> Task list:
(a) Answer these questions about the black-collared lovebird text:
(i) Who discovered the black-collared lovebird, and in what year?
(ii) Which trees do these birds particularly favor?
(iii) What is the bird's most common voice?
(b) In the black-collared lovebird text, reproduce word for word the part that opens with the words containing "The black-collared lovebird was" and closes with "University of Groningen.".
(c) Carry the black-collared lovebird text further from where it stops.

··· Extract ···

The black-collared lovebird was discovered by Heinrich Kuhl in 1820. The name commemorates the Dutch professor, Theodore van Swinderen of University of Groningen.

==Distribution and habitat==
The black-collared lovebird is distributed across a wide range in African tropical closed rainforest. It inhabits the forests of Cameroon, Central African Republic, the Republic of Congo, the Democratic Republic of Congo, Côte d'Ivoire, Equatorial Guinea, Gabon, Ghana, Liberia and Uganda. They hide high in the forest canopy and are characterized as being very shy.The black-collared lovebird lives mainly in mature and secondary subtropic lowlands. These birds prefer a close-to-sea-level environment where they are not met with mountains or hills. They also enjoy gallery forests, or an environment of trees along a body of water. The black-collared lovebirds particularly favor fig trees and areas cleared of brush. Found commonly in primary forest trees or rarely in secondary growth, depending on the foliage level.

== Diet and foraging ==
The Agapornis swindernianus diet relies on fig seeds, African fruits Rauwolfia, Harungana, and Macaranga, and maize from the forest ground. They are known to forage for oil palm at dawn in small flocks and feed on seeds and berries; insects, including caterpillars and beetle larvae. Although the Agapornis swindernianus will feed on food found on the ground level they are mostly spotted in tree tops above the canopies making them very difficult birds to spot.

== Vocal behavior ==
The vocal behavior of the Agapornis swindernianus has not been adequately recorded. There is not an exact pitch or sound that has been pinned to the bird. The most common voice is a high-pitched, discordant "sri-lee". The bird makes a variety of chattering noises when perched. Big groups of birds tweet constantly.

··· Supplied records ···

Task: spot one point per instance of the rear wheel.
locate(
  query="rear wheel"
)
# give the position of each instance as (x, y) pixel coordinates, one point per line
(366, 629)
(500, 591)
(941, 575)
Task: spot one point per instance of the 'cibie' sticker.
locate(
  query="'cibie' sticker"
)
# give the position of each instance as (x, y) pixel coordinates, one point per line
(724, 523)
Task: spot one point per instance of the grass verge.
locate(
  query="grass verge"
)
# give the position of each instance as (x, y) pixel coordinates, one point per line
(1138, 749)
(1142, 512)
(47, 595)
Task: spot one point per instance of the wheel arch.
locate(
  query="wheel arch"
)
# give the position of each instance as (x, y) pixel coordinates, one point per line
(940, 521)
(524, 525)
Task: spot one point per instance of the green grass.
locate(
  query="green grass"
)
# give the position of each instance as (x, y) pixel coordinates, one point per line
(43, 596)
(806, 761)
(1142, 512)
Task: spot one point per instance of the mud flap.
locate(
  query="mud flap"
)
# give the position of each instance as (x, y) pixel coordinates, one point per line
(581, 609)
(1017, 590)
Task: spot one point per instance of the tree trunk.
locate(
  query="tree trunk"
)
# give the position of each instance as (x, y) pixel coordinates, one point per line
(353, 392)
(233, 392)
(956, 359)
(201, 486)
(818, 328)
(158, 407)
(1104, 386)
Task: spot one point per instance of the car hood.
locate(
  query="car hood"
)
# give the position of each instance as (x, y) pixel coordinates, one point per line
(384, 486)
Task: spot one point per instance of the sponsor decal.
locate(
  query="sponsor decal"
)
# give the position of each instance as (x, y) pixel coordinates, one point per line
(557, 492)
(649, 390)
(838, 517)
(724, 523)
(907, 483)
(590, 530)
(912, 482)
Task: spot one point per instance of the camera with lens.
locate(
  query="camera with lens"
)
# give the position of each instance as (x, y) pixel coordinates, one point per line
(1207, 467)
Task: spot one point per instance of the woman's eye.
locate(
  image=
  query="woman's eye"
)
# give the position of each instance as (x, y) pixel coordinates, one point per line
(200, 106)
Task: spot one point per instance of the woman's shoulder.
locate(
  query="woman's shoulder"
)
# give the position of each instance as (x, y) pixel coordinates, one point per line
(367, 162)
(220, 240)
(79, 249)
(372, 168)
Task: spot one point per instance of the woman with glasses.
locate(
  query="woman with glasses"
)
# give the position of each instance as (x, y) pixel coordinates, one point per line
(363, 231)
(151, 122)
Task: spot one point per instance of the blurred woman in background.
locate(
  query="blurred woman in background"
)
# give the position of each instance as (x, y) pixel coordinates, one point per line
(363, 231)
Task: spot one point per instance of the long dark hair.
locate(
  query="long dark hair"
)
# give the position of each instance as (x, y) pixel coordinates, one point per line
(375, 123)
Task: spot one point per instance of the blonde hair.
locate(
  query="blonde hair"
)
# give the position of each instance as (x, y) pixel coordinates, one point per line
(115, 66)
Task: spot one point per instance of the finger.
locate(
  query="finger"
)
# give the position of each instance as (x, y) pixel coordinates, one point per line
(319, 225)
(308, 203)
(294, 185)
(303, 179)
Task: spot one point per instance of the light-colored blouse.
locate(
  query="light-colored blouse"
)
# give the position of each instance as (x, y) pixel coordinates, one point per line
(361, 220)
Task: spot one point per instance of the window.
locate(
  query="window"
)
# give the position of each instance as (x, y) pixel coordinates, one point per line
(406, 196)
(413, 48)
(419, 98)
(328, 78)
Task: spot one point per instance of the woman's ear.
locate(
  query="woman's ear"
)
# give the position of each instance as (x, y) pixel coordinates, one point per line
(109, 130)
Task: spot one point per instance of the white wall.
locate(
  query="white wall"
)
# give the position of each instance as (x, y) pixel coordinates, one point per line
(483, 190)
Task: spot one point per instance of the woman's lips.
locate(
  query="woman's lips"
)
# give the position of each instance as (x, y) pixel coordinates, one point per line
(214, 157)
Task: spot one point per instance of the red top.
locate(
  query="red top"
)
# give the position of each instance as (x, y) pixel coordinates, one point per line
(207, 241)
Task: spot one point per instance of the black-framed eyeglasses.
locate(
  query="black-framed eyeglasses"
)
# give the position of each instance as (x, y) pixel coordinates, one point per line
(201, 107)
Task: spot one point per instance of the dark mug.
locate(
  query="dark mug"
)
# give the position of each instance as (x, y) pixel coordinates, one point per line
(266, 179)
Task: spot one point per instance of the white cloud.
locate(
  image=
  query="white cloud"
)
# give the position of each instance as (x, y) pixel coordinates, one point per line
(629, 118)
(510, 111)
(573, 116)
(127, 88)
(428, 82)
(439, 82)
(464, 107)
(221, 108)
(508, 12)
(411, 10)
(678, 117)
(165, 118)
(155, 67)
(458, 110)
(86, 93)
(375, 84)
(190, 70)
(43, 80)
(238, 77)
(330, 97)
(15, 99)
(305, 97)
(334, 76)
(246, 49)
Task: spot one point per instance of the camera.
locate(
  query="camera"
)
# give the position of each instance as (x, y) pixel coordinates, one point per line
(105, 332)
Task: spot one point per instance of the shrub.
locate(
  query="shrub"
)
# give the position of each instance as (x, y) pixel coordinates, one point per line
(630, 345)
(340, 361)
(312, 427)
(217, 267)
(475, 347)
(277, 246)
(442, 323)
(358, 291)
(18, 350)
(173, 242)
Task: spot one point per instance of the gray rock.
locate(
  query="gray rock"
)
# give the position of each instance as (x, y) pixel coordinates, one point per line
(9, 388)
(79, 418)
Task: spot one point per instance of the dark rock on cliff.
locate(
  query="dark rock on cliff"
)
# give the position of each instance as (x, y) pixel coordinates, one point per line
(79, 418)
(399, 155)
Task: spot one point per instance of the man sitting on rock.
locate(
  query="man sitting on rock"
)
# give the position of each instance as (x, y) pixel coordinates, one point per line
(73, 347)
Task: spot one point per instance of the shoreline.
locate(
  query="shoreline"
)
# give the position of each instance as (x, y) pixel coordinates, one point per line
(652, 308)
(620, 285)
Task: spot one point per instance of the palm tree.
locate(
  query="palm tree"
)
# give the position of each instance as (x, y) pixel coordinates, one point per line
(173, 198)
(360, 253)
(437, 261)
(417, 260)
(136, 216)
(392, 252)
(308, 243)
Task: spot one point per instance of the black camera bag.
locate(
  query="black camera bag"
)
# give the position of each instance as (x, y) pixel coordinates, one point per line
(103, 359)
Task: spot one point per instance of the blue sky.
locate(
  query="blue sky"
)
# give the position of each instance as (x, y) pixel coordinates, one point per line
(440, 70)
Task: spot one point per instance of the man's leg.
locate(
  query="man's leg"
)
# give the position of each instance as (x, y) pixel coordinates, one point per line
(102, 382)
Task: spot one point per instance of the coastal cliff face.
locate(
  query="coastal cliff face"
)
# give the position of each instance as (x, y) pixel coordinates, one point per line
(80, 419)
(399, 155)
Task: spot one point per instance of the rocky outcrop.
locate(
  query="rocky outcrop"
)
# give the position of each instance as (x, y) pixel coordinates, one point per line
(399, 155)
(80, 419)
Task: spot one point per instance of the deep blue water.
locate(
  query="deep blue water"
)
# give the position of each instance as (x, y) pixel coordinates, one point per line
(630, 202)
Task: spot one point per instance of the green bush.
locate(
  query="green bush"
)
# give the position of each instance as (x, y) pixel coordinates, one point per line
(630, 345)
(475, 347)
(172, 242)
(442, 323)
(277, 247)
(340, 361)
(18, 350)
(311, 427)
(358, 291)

···

> Per-task answers:
(a)
(i) Heinrich Kuhl, in 1820.
(ii) Fig trees.
(iii) A high-pitched, discordant "sri-lee".

(b)
The black-collared lovebird was discovered by Heinrich Kuhl in 1820. The name commemorates the Dutch professor, Theodore van Swinderen of University of Groningen.

(c)
== Conservation status ==
The black-collared lovebird is not globally threatened, although it is generally reported as rare or uncommon, with an exception being in Gabon; this might reflect the common observer activity and the sensitization to the black-collared lovebird. The bird is rare in Liberia, but still not of concern. The black-collared lovebird is also not uncommon in the Yapo Forest in the Ivory Coast. In that country, the bird was also recorded in Azagny National Park and Taï National Parks. In Ghana, the species is rare and likely now confined to forest reserves, as well as in Bia National Park. The species is rare in the Central African Republic, where they live in the Dzanga-Sangha Special Reserve. The Agapornis swindernianus has rarely been recorded in East Africa in general, but is reasonably common in Semuliki National Park, Uganda.

==Status==
It is rare in some parts of its range. The range is so large that the population is difficult to estimate, but it is believed that the population is not under significant threat. The black-collared lovebird is evaluated as Least Concern on the IUCN Red List of Threatened Species.

==Aviculture==
Black-collared lovebirds are rarely kept in captivity or as pets. They require certain native fig seed or fig flesh as a basis of their daily diet, and without these vital dietary necessities they do not normally thrive or breed well in captivity.